## TEXTO MOSTRADO
Shoshana Zuboff, autora de La era del capitalismo de la vigilancia: La lucha por un futuro humano en la nueva frontera del poder publicaba, adivinen, en Twitter, un hilo al respecto, en el que señalaba que esta mera discusión es una manifestación de cuan perdidos estamos: “Las personas, la sociedad y la democracia están a merced de los individuos que ejercen la propiedad y/o el control ejecutivo de la información. El Sr. Musk quiere unirse a los dioses que gobiernan el espacio de la información y controlar las respuestas a las cuestiones esenciales del conocimiento, la autoridad y el poder en nuestro tiempo: ¿Quién sabe? ¿Quién decide quién sabe? ¿Quién decide quién decide? Pero nunca los hemos elegido para gobernar. Necesitamos leyes, no hombres”.

En ese barro estuvimos enfangados unos cuantos días, leyendo los tuits de Elon y sus réplicas. El dueño de Tesla prometía acabar con los bots, las cuentas falsas, el odio, al tiempo que prometía levantar buena parte de las limitaciones de moderación de contenidos. La alt-right estadounidense, una mezcolanza de seguidores de Trump, QAnon, terraplanistas, antivacunas y supremacistas blancos, se regocijaron con la buena nueva.

## EJERCICIO
Vuelve a escribir entero el texto sobre Elon Musk y Twitter, palabra por palabra y sin cambiar nada.

## LISTA DE LÍNEAS
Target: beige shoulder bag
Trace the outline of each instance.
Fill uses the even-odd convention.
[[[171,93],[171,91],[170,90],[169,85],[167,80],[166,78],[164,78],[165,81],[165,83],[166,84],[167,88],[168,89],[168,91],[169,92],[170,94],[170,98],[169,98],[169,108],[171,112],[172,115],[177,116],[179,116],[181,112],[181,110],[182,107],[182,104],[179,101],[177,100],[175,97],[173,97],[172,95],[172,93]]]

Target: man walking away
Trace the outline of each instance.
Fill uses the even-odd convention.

## SOLUCIÓN COMPLETA
Shoshana Zuboff, autora de La era del capitalismo de la vigilancia: La lucha por un futuro humano en la nueva frontera del poder publicaba, adivinen, en Twitter, un hilo al respecto, en el que señalaba que esta mera discusión es una manifestación de cuan perdidos estamos: “Las personas, la sociedad y la democracia están a merced de los individuos que ejercen la propiedad y/o el control ejecutivo de la información. El Sr. Musk quiere unirse a los dioses que gobiernan el espacio de la información y controlar las respuestas a las cuestiones esenciales del conocimiento, la autoridad y el poder en nuestro tiempo: ¿Quién sabe? ¿Quién decide quién sabe? ¿Quién decide quién decide? Pero nunca los hemos elegido para gobernar. Necesitamos leyes, no hombres”.

En ese barro estuvimos enfangados unos cuantos días, leyendo los tuits de Elon y sus réplicas. El dueño de Tesla prometía acabar con los bots, las cuentas falsas, el odio, al tiempo que prometía levantar buena parte de las limitaciones de moderación de contenidos. La alt-right estadounidense, una mezcolanza de seguidores de Trump, QAnon, terraplanistas, antivacunas y supremacistas blancos, se regocijaron con la buena nueva.